◆ Directions for this task: Whatever the records say, set them down exactly.

◆ Supplied records:
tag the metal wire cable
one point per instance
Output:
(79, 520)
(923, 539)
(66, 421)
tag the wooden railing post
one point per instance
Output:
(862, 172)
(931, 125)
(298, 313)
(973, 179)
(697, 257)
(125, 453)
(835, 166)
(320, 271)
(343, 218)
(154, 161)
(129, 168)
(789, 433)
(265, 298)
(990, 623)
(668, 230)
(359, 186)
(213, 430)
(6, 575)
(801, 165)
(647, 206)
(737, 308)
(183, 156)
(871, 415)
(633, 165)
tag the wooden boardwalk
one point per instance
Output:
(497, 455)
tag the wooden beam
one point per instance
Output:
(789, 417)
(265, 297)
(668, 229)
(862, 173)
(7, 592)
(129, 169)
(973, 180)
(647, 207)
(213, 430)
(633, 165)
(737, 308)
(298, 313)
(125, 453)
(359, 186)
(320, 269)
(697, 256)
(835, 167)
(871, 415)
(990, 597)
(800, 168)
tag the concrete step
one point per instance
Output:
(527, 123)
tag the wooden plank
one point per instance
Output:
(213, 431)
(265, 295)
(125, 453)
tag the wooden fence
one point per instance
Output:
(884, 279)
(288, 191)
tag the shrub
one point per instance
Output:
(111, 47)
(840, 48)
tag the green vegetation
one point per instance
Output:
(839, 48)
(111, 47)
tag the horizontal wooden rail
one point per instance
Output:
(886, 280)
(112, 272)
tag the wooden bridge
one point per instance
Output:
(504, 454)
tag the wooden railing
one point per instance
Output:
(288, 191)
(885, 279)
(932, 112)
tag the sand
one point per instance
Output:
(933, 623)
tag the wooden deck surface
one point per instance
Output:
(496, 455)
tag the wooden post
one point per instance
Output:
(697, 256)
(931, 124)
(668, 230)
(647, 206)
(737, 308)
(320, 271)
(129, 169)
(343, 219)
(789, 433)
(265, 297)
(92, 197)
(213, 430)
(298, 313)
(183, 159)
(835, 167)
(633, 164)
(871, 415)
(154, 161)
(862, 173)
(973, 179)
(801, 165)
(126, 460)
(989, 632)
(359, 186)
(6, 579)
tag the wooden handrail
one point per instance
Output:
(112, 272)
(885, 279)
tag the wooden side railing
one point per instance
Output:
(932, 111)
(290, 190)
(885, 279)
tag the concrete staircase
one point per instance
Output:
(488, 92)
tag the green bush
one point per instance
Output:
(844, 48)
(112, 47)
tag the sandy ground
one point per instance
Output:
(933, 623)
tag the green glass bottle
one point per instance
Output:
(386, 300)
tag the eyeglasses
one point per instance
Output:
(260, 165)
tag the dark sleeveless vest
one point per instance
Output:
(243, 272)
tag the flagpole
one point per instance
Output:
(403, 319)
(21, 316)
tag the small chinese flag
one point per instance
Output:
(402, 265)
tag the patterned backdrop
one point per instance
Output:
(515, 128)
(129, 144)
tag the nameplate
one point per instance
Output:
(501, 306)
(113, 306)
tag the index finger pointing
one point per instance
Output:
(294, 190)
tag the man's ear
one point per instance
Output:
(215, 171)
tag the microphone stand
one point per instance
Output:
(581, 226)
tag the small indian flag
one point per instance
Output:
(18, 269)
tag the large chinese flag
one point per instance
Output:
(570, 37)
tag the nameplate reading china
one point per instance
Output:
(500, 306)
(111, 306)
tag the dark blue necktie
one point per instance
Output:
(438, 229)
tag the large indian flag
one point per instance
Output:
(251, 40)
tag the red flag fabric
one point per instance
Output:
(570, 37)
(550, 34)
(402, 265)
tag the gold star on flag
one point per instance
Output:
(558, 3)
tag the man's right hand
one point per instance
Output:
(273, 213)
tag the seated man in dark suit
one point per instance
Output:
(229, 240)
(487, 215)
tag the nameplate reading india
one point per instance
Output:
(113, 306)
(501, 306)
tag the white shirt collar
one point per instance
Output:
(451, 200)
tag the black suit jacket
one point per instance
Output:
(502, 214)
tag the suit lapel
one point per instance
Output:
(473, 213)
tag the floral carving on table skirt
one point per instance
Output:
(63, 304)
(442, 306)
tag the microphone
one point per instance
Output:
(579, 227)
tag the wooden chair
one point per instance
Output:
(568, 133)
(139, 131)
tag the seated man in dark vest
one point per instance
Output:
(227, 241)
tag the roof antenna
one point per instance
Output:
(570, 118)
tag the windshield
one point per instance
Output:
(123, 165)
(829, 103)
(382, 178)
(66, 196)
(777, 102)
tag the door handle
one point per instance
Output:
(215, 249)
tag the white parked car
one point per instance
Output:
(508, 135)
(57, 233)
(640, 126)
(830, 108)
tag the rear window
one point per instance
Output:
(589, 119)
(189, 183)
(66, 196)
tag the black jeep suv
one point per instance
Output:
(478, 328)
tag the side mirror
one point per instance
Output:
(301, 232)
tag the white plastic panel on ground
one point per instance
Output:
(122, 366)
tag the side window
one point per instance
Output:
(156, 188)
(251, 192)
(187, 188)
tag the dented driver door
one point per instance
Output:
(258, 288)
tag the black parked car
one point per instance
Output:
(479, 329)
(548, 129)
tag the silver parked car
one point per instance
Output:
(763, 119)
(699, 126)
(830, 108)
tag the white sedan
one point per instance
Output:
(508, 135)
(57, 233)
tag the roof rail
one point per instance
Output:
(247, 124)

◆ Reply:
tag the metal wire cable
one point per instance
Output:
(79, 520)
(923, 539)
(66, 421)
tag the wooden railing post
one point per instance
Output:
(862, 172)
(931, 125)
(298, 313)
(973, 179)
(697, 257)
(125, 453)
(835, 166)
(320, 271)
(343, 218)
(154, 161)
(129, 168)
(789, 433)
(265, 298)
(990, 623)
(668, 230)
(359, 186)
(213, 430)
(6, 575)
(801, 165)
(647, 206)
(737, 308)
(183, 156)
(871, 415)
(633, 165)
tag the wooden boardwalk
one point per instance
Output:
(497, 455)
tag the wooden beam
one point per instance
Output:
(789, 417)
(265, 297)
(668, 229)
(862, 173)
(7, 592)
(129, 169)
(973, 180)
(647, 207)
(213, 430)
(633, 165)
(737, 308)
(298, 313)
(125, 453)
(359, 186)
(320, 269)
(697, 256)
(835, 167)
(871, 415)
(990, 597)
(800, 168)
tag the concrete step
one point per instance
Output:
(527, 123)
tag the wooden plank
one point per instance
Output:
(213, 431)
(265, 295)
(125, 453)
tag the wooden fence
one point per instance
Output:
(884, 279)
(288, 191)
tag the shrub
one point per instance
Output:
(111, 47)
(840, 48)
tag the green vegetation
one point per instance
Output:
(839, 48)
(111, 47)
tag the horizontal wooden rail
one point per instance
Output:
(886, 280)
(112, 272)
tag the wooden bridge
one point per instance
Output:
(504, 454)
tag the wooden railing
one point per instance
Output:
(288, 191)
(885, 279)
(932, 112)
tag the sand
one point per instance
Output:
(933, 623)
tag the wooden deck surface
one point per instance
Output:
(496, 455)
tag the wooden post
one point per instance
Output:
(697, 256)
(931, 124)
(668, 230)
(647, 206)
(737, 308)
(320, 271)
(129, 169)
(343, 219)
(789, 433)
(265, 297)
(92, 197)
(213, 430)
(298, 313)
(183, 159)
(835, 167)
(633, 164)
(871, 415)
(154, 161)
(862, 173)
(973, 179)
(801, 165)
(126, 460)
(989, 632)
(359, 186)
(6, 579)
tag the wooden handrail
one point per instance
Output:
(112, 272)
(885, 279)
tag the wooden side railing
one point per instance
Output:
(932, 111)
(290, 190)
(885, 279)
tag the concrete staircase
one point per instance
Output:
(488, 92)
tag the green bush
one point per instance
Output:
(844, 48)
(112, 47)
tag the sandy ground
one point per instance
Output:
(933, 623)
tag the green glass bottle
one point per instance
Output:
(386, 300)
tag the eyeglasses
one point per instance
Output:
(260, 165)
tag the dark sleeveless vest
one point per instance
Output:
(243, 272)
tag the flagpole
one point per instance
Output:
(403, 319)
(21, 316)
tag the small chinese flag
one point per instance
Output:
(402, 265)
tag the patterned backdrop
one point per instance
Output:
(515, 128)
(129, 144)
tag the nameplate
one point per instance
Output:
(501, 306)
(113, 306)
tag the index finger pointing
one point per instance
Output:
(294, 190)
tag the man's ear
one point per instance
Output:
(215, 171)
tag the microphone stand
one point per instance
Output:
(581, 226)
tag the small indian flag
one point per instance
Output:
(18, 269)
tag the large chinese flag
one point per instance
Output:
(570, 37)
tag the nameplate reading china
one point per instance
Output:
(500, 306)
(111, 306)
tag the dark blue necktie
one point per instance
Output:
(438, 229)
tag the large indian flag
one point per instance
Output:
(251, 40)
tag the red flag fabric
one point per instance
Output:
(570, 37)
(550, 34)
(402, 265)
tag the gold star on flag
one point per instance
Output:
(558, 3)
tag the man's right hand
one point per instance
Output:
(273, 213)
tag the seated man in dark suit
one point per instance
Output:
(229, 240)
(487, 215)
tag the nameplate reading india
one point per instance
Output:
(113, 306)
(501, 306)
tag the white shirt collar
one point per instance
Output:
(451, 200)
tag the black suit jacket
one point per instance
Output:
(502, 214)
tag the suit lapel
one point per instance
Output:
(473, 213)
tag the floral carving on table skirt
one point per instance
Output:
(63, 304)
(442, 306)
tag the microphone
one point per instance
Output:
(579, 227)
tag the wooden chair
one point per instance
Output:
(568, 133)
(139, 131)
tag the seated man in dark vest
one point per instance
Output:
(227, 241)
tag the roof antenna
one point per instance
Output:
(570, 118)
tag the windshield
one point per instance
Output:
(123, 165)
(829, 103)
(382, 178)
(66, 196)
(777, 102)
tag the door handle
one point per instance
Output:
(215, 249)
tag the white parked car
one point per instance
Output:
(508, 135)
(57, 233)
(640, 126)
(830, 108)
tag the rear window
one point per instance
Output:
(589, 119)
(189, 183)
(66, 196)
tag the black jeep suv
one point per instance
Output:
(478, 328)
tag the side mirror
one point per instance
Output:
(301, 232)
tag the white plastic panel on ground
one point per instance
Output:
(122, 366)
tag the side window
one point per instance
Output:
(156, 188)
(251, 192)
(187, 188)
tag the dented driver door
one point per instance
Output:
(258, 288)
tag the black parked car
one point per instance
Output:
(479, 329)
(548, 129)
tag the silver parked car
one point per instance
Output:
(763, 119)
(699, 126)
(830, 108)
tag the white sedan
one point per instance
Output:
(508, 135)
(57, 233)
tag the roof rail
one point per instance
Output:
(247, 124)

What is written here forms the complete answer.